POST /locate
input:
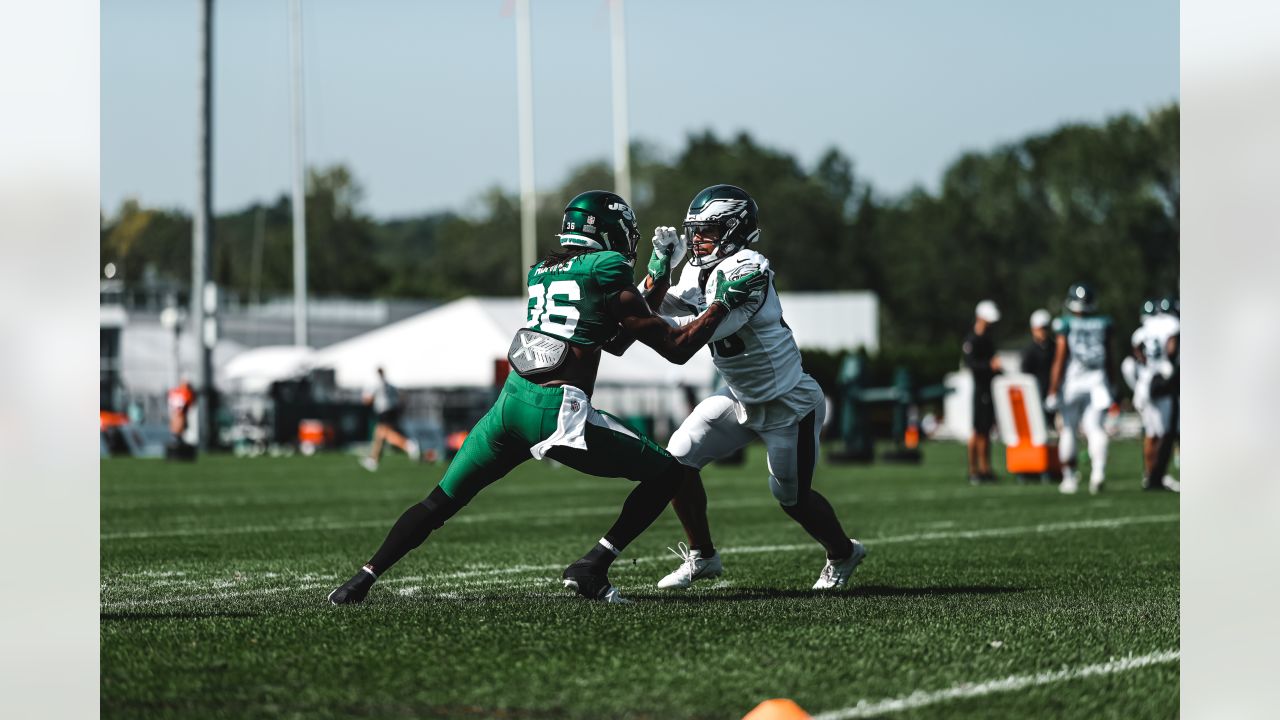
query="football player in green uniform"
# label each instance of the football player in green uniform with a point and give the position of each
(580, 297)
(1079, 386)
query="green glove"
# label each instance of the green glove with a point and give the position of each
(741, 290)
(668, 250)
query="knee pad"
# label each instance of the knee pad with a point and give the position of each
(786, 493)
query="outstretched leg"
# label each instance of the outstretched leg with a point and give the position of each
(690, 506)
(484, 458)
(792, 456)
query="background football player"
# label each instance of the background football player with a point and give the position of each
(767, 392)
(1080, 384)
(1156, 354)
(579, 297)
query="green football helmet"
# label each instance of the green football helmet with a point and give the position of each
(725, 213)
(603, 220)
(1080, 299)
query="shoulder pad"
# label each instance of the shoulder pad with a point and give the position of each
(744, 260)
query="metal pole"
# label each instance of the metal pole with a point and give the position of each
(525, 82)
(621, 140)
(300, 180)
(202, 317)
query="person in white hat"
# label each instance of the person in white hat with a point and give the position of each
(979, 356)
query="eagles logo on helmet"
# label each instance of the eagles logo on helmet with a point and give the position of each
(722, 214)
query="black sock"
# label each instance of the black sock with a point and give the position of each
(600, 556)
(412, 528)
(644, 505)
(818, 518)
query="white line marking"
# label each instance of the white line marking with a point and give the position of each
(494, 575)
(922, 698)
(536, 514)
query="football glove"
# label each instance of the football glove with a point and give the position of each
(739, 291)
(668, 251)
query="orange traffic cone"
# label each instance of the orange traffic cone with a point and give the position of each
(777, 709)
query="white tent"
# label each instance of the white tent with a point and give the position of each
(147, 361)
(254, 370)
(457, 345)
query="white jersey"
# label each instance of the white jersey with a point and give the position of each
(753, 347)
(1087, 346)
(1153, 335)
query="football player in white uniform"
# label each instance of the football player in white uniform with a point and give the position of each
(1079, 384)
(1153, 345)
(767, 392)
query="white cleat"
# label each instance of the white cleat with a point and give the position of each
(836, 573)
(693, 566)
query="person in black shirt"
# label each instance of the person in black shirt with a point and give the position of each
(979, 356)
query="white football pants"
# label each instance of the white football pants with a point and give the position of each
(1086, 400)
(712, 432)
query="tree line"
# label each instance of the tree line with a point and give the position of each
(1018, 223)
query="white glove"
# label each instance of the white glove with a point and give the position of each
(668, 251)
(1051, 402)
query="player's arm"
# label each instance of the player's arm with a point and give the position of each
(668, 250)
(681, 342)
(1055, 374)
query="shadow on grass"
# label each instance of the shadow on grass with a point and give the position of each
(184, 615)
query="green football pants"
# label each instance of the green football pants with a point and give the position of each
(526, 414)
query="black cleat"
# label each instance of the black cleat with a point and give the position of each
(355, 589)
(592, 584)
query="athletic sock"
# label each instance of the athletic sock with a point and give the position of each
(818, 518)
(602, 556)
(412, 528)
(643, 506)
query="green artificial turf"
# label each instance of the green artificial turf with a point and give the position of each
(215, 574)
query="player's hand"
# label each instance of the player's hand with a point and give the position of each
(739, 291)
(668, 251)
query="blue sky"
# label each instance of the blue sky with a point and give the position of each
(419, 98)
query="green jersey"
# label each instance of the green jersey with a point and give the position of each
(570, 299)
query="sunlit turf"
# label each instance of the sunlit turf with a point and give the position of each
(215, 574)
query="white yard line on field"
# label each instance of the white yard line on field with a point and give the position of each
(536, 514)
(963, 691)
(490, 575)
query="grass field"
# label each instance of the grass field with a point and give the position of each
(1000, 601)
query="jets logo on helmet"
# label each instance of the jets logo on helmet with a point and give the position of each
(1080, 299)
(602, 220)
(722, 214)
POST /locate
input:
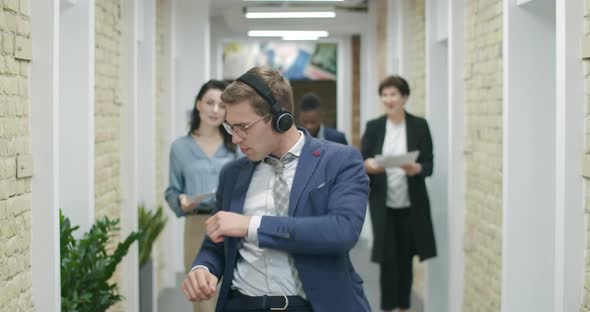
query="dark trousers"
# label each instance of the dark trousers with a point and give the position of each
(396, 267)
(238, 302)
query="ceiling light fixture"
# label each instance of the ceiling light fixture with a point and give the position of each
(289, 34)
(289, 12)
(293, 0)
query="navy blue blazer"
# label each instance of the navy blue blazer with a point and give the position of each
(334, 135)
(326, 213)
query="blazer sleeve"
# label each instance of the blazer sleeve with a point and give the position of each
(342, 138)
(426, 157)
(212, 254)
(335, 232)
(367, 142)
(175, 184)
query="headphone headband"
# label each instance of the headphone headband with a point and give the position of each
(282, 120)
(262, 89)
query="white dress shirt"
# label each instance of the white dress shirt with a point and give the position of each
(395, 143)
(261, 271)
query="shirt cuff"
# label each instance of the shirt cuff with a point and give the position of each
(199, 266)
(253, 229)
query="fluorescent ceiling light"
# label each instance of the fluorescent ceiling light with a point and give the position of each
(287, 33)
(292, 37)
(290, 14)
(293, 0)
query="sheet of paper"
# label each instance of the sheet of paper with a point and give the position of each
(391, 161)
(199, 198)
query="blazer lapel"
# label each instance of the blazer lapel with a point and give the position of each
(411, 141)
(241, 188)
(308, 161)
(380, 135)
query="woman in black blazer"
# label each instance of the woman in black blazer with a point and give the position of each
(399, 205)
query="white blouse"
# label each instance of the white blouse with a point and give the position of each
(395, 143)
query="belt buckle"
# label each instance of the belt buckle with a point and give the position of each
(284, 307)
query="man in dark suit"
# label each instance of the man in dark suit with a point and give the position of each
(287, 215)
(310, 118)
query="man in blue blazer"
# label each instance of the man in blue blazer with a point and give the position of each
(310, 117)
(287, 215)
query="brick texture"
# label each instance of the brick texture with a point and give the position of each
(108, 117)
(415, 50)
(483, 153)
(15, 142)
(586, 299)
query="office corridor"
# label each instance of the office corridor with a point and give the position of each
(171, 299)
(94, 92)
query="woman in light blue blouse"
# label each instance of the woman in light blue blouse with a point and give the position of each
(195, 162)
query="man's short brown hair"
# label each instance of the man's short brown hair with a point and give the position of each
(238, 91)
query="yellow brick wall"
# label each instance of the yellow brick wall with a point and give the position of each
(162, 124)
(108, 116)
(15, 142)
(415, 51)
(483, 143)
(586, 301)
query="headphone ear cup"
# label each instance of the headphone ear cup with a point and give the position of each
(283, 121)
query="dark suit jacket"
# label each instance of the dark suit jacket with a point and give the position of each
(334, 135)
(418, 138)
(326, 213)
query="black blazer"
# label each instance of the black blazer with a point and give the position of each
(418, 138)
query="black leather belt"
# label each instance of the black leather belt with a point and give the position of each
(240, 302)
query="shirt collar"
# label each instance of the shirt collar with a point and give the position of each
(321, 132)
(298, 146)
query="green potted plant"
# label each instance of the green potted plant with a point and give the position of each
(151, 223)
(87, 265)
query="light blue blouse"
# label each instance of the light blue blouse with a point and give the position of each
(193, 173)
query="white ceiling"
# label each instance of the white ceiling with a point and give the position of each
(219, 6)
(351, 16)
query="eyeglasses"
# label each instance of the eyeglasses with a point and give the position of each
(241, 131)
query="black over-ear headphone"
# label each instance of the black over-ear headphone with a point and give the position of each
(282, 120)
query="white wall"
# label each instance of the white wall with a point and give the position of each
(395, 33)
(190, 33)
(45, 257)
(76, 111)
(369, 102)
(456, 150)
(437, 86)
(146, 80)
(129, 148)
(529, 157)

What to produce: Repeat each entry precisely as it appears. Leave the pictures out.

Response:
POST /locate
input:
query="football player in green uniform"
# label each instance of the football player in green uniform with a point and give the position of each
(580, 297)
(1079, 386)
query="green glove"
# label each instance of the green glove with a point and give the position of each
(741, 290)
(668, 250)
query="knee pad"
# label each instance of the knee pad with a point and give the position of each
(786, 493)
query="outstretched leg"
# label each instance of the outstretched leg with a point and give the position of each
(690, 506)
(484, 458)
(792, 456)
query="background football player"
# label each instance of the background football player with a point and give the position of each
(767, 392)
(1080, 384)
(1156, 354)
(579, 297)
query="green football helmet"
# label each instance of the green football helmet with a point and give the position of each
(725, 213)
(603, 220)
(1080, 299)
query="shoulder pad"
# label each instance of the shoulder pad with a point and give the position of each
(744, 260)
query="metal pole"
# label each instance of the metal pole with a point and give the position of each
(525, 82)
(621, 140)
(300, 180)
(202, 317)
query="person in white hat"
# label each instance of the person in white hat with a point and give the position of each
(979, 356)
query="eagles logo on helmet"
# label each instance of the eagles logo on helmet with a point and give the position of each
(722, 214)
query="black sock"
# label each instance of the black sock with a point and give the position of each
(600, 556)
(412, 528)
(644, 505)
(818, 518)
query="white line marking"
# label each instance of the white line marking with a point and give the position of each
(494, 575)
(922, 698)
(536, 514)
query="football glove"
# label each instance of the football glove with a point and give the position of each
(739, 291)
(668, 251)
query="orange traffic cone"
# label each instance of the orange traffic cone with a point and give the position of each
(777, 709)
query="white tent"
# label each instance of the white tent with a point and give the position of each
(147, 361)
(254, 370)
(457, 345)
query="white jersey"
# label each instance of the white jersey with a point and give the position of each
(753, 347)
(1087, 346)
(1153, 335)
query="football player in white uniform"
# label each instance of the football player in white uniform with a point and give the position of each
(1079, 384)
(1153, 345)
(767, 392)
query="white cleat"
# label each instance of the white cleat with a point and give the position of each
(836, 573)
(693, 566)
query="person in black shirt"
# label each instance of the person in black shirt with a point and give the position of each
(979, 356)
query="white football pants"
# label each instance of the white football pants with a point and give the position of each
(1086, 400)
(712, 432)
query="tree line"
# label each instance of the tree line with a point and give the position of each
(1018, 223)
query="white glove"
# label each instance of the white glove with a point and give the position of each
(668, 251)
(1051, 402)
query="player's arm"
# label each instance of the player's arm with a point and give the position of each
(668, 250)
(681, 342)
(1055, 374)
query="shadow on grass"
# label each instance of the shadow on grass with a point and give the position of each
(184, 615)
query="green football pants"
# label each instance of the green football pants with a point and give the position of each
(526, 414)
query="black cleat"
# label each instance of the black cleat with a point and give the position of each
(355, 589)
(592, 584)
query="athletic sock"
# label each instance of the athletic sock with a point and give the position of each
(818, 518)
(602, 556)
(412, 528)
(643, 506)
query="green artificial turf"
# label each instance of the green artificial turf with a point and give the position of each
(215, 574)
query="player's hand"
# label each instance of the player's hand with a point and give the position of each
(739, 291)
(668, 251)
query="blue sky"
# label each instance of the blue sky with a point and give the position of each
(419, 98)
query="green jersey"
# label each instance of the green jersey with a point and give the position of each
(570, 299)
query="sunlit turf"
# label each instance of the sunlit turf with a point and give the position of each
(215, 574)
query="white yard line on field"
# label each instance of the white yard line on field with a point and give the position of each
(536, 514)
(963, 691)
(490, 575)
query="grass field"
# label each instance of the grass field with a point and give the position of each
(1000, 601)
query="jets logo on helmet"
# label each instance of the jets logo on helmet with a point and give the position of each
(1080, 299)
(602, 220)
(722, 214)
POST /locate
input:
query="dark trousers"
# label each instance of the dark trousers with a point and give the position of each
(396, 267)
(238, 302)
query="ceiling light fixture"
# label each instance of the ceiling light fixture with a point and give the position of each
(289, 34)
(289, 12)
(293, 0)
query="navy blue blazer"
# label each instance of the navy blue blazer with a point and give the position of each
(334, 135)
(326, 213)
query="blazer sleeve"
# label each instance of the blazer sleeve with a point and give the position of each
(342, 138)
(426, 157)
(212, 254)
(335, 232)
(367, 142)
(175, 184)
query="headphone headband"
# label each instance of the headphone headband with a point and give the position of each
(282, 120)
(262, 89)
query="white dress shirt"
# label each instance of the white dress shirt with a point and give the position of each
(395, 143)
(261, 271)
query="shirt cuff"
# label each instance of the shirt cuff with a point and give the position of each
(199, 266)
(253, 229)
query="fluorescent ceiling light"
# label each instance of the fluorescent ceiling light with a point and give the position of each
(287, 33)
(292, 37)
(290, 14)
(293, 0)
query="sheet of paper"
# label each instance of the sheet of paper with a point and give the position of each
(391, 161)
(199, 198)
query="blazer lapel"
# label each instance of the blazer lapel with a point and give the position of each
(411, 141)
(241, 188)
(308, 161)
(380, 135)
query="woman in black blazer"
# label each instance of the woman in black blazer with a point and give the position of each
(399, 205)
query="white blouse"
# label each instance of the white blouse with a point and give the position of each
(395, 143)
query="belt buckle"
# label each instance of the belt buckle with a point and give the position of each
(284, 307)
query="man in dark suit"
# label each instance of the man in dark suit with a point and give the position of each
(287, 215)
(310, 118)
query="man in blue blazer"
# label each instance of the man in blue blazer with a point and give the position of each
(310, 117)
(287, 215)
query="brick texture"
# label each instance of the brick texture with a point and give the position of each
(108, 117)
(415, 50)
(483, 153)
(15, 142)
(586, 299)
query="office corridor"
# label each instance of the office corridor with a point and give the position of each
(171, 299)
(94, 92)
query="woman in light blue blouse"
# label each instance of the woman in light blue blouse with a point and give the position of each
(195, 162)
query="man's short brown hair"
# label each instance of the man's short brown hair with a point and give the position of each
(238, 91)
query="yellow brick wall"
# label each instance of the yellow brick wall with a point and give the position of each
(162, 124)
(108, 116)
(15, 142)
(415, 51)
(483, 143)
(586, 301)
query="headphone ear cup"
# label each instance of the headphone ear cup with a point and give the position of each
(283, 121)
query="dark suit jacket"
# label each instance of the dark suit jacket with a point and give the position of each
(334, 135)
(418, 138)
(326, 213)
query="black blazer"
# label each instance of the black blazer with a point and give the position of each
(418, 138)
query="black leather belt"
# label each instance of the black leather belt with a point and give the position of each
(240, 302)
query="shirt collar"
# label each instance of the shirt collar with a point and give the position of each
(321, 132)
(298, 146)
query="green potted plant"
# label each instance of the green potted plant with a point and give the position of each
(151, 223)
(87, 265)
query="light blue blouse"
# label each instance of the light blue blouse with a point and give the position of each
(193, 173)
query="white ceiling"
# label each instance of the white ceiling with a point and give the position of each
(219, 6)
(351, 16)
query="eyeglasses"
# label each instance of the eyeglasses with a point and give the position of each
(241, 131)
query="black over-ear headphone"
# label each instance of the black over-ear headphone with a point and give the position of each
(282, 120)
query="white wall"
# label each instance of the white wall with a point and give the position of each
(395, 33)
(190, 33)
(45, 257)
(76, 111)
(369, 102)
(456, 150)
(437, 86)
(146, 80)
(129, 148)
(529, 157)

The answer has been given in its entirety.